“Il romanzo delle tre A: amore, amicizia, accoglienza”: Franco Faggiani descrive così il suo ultimo libro, Basta un filo di vento (pp. 264, euro 18,50, Fazi 2024). Una storia di buoni sentimenti, nel senso migliore del termine, che deposita nel lettore un mix energetico a base di speranza e voglia di futuro, perfino di allegria. Non male, considerati i tempi piuttosto cupi. Non a caso l’Ucraina è uno dei paesi dove vende di più, lui che di recente era a Chambéry per presentare l’edizione francese de L’inventario delle nuvole (Fazi 2023), con cui ha appena vinto il Premio Monte Caio per la sezione narrativa, e ancor prima il IV Premio Green “Le pagine della terra”.
Eppure i protagonisti si portano sulle spalle storie dolorose e complicate: la trama ruota intorno a Gregorio Bajocchi, ricco proprietario della Conventina, una tenuta agricola di mille ettari nell’Oltrepò Pavese, che si ritrova a dover decidere se vendere a un acquirente straniero interessato a trasformare quel luogo contadino in lussuosa località turistica. Proprio quando ha finalmente trovato moglie, Cora, tornata nel paesino natale con un bagaglio di esperienze varie in giro per il mondo, e quando la sua ex, la tedesca Emma, colpita da demenza senile precoce, chiede come unico desiderio quello di tornare là dove lo aveva piantato parecchi anni prima, portandosi via anche suo figlio. Una scelta difficile in cui lo affianca l’amico di sempre, Massino, il mago dei semi.

* **MATERIALE**

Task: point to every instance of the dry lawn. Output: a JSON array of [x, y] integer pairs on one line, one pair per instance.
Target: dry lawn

* **CONSEGNA**
Elenca tutti i personaggi del romanzo Basta un filo di vento che l'estratto indica per nome. Il materiale non serve per svolgere il lavoro.

* **RISPOSTA ATTESA**
Gregorio Bajocchi, Cora, Emma, Massino